__Location annotation dataset excerpts__.
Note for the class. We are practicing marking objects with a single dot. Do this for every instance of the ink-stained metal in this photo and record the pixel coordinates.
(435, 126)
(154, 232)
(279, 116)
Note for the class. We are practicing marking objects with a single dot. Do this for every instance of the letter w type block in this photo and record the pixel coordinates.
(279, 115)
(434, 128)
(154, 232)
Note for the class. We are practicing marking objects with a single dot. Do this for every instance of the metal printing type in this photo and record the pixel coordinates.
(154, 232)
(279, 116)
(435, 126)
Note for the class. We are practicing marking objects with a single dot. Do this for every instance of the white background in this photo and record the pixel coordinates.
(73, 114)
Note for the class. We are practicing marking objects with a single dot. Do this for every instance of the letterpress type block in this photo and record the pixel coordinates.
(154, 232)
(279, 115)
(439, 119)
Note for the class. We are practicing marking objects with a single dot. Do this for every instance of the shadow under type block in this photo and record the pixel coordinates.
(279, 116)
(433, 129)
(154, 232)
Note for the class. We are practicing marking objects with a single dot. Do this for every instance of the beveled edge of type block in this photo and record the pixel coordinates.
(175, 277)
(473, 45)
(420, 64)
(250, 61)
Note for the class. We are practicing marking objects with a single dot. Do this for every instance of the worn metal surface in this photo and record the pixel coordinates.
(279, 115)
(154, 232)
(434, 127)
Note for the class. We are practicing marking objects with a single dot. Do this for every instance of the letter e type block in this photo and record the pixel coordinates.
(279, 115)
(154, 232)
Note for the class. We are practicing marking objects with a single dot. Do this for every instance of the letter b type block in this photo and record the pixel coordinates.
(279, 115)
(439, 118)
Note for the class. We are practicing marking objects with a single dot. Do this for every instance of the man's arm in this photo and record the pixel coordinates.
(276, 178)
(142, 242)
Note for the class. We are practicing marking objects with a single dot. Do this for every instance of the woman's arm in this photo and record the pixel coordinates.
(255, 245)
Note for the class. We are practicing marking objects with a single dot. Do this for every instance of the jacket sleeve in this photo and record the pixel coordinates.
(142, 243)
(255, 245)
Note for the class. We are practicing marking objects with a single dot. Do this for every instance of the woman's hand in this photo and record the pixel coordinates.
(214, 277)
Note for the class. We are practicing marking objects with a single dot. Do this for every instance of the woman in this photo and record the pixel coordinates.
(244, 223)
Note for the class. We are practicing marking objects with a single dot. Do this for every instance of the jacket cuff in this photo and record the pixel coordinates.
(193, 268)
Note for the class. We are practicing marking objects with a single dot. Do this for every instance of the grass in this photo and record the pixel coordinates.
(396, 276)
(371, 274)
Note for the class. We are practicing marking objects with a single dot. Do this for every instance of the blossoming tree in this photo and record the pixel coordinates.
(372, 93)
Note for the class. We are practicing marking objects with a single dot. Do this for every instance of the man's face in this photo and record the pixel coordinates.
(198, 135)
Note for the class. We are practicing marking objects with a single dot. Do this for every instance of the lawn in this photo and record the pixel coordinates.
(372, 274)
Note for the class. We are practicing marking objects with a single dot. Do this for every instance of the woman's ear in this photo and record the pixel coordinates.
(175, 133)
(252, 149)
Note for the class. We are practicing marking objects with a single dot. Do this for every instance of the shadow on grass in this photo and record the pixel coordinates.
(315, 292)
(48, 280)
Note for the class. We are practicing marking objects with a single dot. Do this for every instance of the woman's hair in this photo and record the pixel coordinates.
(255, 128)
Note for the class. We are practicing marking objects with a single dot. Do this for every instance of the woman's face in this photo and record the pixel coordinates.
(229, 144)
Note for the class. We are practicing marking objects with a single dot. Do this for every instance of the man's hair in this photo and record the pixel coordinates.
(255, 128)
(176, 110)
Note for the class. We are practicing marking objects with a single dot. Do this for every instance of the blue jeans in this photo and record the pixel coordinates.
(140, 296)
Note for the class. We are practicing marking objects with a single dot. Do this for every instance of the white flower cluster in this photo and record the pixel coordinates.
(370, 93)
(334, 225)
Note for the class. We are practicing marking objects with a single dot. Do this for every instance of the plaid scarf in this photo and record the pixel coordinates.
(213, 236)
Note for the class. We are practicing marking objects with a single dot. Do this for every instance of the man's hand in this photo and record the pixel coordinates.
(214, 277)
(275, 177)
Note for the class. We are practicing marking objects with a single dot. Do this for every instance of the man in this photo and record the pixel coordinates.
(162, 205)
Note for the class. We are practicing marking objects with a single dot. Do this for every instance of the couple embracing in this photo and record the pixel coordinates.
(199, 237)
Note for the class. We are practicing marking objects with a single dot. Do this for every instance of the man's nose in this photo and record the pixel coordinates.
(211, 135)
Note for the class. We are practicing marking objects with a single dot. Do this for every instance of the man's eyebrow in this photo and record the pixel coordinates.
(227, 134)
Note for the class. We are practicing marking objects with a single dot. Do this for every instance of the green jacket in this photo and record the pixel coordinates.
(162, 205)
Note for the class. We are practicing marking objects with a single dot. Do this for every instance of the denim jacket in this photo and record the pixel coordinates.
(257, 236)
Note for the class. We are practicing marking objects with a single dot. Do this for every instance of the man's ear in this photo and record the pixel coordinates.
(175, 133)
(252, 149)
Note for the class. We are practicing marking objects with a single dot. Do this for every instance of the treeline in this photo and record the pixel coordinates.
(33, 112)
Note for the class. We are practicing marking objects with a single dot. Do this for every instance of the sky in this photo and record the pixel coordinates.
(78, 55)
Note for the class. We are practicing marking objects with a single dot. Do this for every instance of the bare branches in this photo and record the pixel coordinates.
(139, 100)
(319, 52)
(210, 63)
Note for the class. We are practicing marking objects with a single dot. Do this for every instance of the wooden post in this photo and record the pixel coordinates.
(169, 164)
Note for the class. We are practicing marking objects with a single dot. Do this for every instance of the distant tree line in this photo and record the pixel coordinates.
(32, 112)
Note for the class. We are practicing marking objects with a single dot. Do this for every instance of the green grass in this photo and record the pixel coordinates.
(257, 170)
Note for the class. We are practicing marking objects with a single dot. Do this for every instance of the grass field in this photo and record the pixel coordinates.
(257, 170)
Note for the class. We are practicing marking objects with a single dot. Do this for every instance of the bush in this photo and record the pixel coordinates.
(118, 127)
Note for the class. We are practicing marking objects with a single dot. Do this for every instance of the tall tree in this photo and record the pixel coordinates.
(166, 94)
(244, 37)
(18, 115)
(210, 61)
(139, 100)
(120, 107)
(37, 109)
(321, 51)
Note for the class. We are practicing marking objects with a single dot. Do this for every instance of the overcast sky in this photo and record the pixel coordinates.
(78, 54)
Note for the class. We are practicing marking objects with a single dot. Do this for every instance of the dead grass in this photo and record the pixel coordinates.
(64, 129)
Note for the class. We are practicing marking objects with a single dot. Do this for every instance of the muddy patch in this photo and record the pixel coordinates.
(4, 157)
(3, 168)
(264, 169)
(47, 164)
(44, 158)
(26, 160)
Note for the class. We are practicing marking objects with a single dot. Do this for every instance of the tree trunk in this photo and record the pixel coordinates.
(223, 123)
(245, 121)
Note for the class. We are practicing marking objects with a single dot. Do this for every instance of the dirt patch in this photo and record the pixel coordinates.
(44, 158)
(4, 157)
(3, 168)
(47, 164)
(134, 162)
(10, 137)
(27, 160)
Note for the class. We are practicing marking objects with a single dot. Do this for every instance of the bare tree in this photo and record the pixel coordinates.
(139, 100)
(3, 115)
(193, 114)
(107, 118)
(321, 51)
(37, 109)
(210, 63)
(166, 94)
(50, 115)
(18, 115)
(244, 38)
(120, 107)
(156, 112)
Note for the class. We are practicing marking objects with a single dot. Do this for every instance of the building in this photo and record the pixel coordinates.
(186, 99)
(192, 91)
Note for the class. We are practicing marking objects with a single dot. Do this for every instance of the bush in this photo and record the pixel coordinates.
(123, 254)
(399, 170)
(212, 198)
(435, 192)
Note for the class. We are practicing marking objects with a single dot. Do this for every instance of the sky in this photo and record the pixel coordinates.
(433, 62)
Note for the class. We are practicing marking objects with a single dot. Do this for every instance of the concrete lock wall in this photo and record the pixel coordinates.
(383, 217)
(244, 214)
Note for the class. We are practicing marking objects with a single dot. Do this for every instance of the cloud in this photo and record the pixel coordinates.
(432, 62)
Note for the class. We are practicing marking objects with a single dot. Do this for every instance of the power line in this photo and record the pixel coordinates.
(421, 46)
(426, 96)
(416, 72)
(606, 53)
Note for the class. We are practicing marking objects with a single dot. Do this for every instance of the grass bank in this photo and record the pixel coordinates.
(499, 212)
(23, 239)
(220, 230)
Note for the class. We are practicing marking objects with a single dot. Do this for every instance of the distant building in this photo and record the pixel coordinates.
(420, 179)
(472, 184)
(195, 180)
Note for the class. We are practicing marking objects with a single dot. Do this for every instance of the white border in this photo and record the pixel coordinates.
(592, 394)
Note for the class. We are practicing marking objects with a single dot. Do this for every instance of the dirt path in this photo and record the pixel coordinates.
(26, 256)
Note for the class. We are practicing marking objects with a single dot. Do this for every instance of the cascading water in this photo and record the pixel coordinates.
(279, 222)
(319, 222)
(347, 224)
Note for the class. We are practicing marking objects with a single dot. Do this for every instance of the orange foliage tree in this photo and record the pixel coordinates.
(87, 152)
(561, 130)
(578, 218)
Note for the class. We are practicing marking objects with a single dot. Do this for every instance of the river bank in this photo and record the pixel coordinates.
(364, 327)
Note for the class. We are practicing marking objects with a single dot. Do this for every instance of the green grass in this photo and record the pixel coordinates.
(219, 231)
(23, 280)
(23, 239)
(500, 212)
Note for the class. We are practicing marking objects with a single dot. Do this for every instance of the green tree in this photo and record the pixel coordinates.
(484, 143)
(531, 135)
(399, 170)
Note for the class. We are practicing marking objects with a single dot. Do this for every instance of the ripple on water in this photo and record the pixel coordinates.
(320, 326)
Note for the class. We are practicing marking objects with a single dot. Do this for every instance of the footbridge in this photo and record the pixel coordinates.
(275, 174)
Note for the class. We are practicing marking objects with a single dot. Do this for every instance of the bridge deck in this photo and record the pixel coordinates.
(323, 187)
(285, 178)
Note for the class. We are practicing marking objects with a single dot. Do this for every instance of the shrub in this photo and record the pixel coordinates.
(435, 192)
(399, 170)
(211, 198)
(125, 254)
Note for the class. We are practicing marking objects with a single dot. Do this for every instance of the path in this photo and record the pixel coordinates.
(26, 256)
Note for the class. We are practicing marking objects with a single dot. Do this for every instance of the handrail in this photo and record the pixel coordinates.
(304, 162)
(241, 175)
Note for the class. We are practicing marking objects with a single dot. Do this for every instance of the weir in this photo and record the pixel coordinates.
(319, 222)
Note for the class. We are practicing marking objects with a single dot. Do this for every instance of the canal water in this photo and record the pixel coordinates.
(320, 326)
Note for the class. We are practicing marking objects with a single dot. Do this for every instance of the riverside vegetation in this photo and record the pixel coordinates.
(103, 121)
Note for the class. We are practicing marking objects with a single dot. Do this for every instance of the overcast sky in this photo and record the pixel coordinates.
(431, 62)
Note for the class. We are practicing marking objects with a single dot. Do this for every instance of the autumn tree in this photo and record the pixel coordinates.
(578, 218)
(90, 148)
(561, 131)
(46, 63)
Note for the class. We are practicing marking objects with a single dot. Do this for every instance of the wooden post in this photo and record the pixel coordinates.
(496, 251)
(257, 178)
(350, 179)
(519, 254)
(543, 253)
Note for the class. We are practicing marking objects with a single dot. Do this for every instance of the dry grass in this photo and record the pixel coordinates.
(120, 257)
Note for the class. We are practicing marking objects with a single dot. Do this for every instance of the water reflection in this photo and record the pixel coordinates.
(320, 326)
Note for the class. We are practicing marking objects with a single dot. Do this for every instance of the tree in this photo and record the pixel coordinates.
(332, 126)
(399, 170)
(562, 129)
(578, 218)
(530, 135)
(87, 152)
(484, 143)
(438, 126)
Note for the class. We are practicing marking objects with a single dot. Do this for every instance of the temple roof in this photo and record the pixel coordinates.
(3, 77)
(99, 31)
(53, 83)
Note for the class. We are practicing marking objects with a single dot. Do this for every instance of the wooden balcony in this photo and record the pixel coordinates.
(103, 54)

__What is expected__. Print exactly the lines above, starting at the line that contains "of the autumn" and ending with the last line of the records, both included.

__Written response__.
Note for the class. We are practicing marking objects with a single dot. Do this for every instance of the autumn tree in this photo and record the pixel coordinates.
(578, 218)
(90, 148)
(561, 131)
(46, 63)
Note for the class. We are practicing marking objects with a single dot. Do this for every instance of the wooden post in this photo and record the pixel coordinates.
(496, 251)
(257, 178)
(350, 179)
(519, 254)
(543, 253)
Note for the class. We are practicing marking objects with a single dot. Do this for every instance of the dry grass in this photo and record the pixel coordinates.
(120, 257)
Note for the class. We are practicing marking objects with a single dot. Do this for every instance of the water reflection in this photo and record the pixel coordinates.
(320, 326)
Note for the class. We are practicing marking objects with a single dot. Do this for every instance of the tree in this photo and record the pixel coordinates.
(332, 126)
(399, 170)
(562, 129)
(578, 218)
(530, 135)
(87, 152)
(484, 143)
(438, 126)
Note for the class. We are practicing marking objects with a single dot. Do this for every instance of the temple roof in this photo and record the pixel coordinates.
(3, 77)
(99, 31)
(53, 83)
Note for the class. We are practicing marking objects with a single dot. Do this for every instance of the wooden balcony in this photo and record the pixel coordinates.
(103, 54)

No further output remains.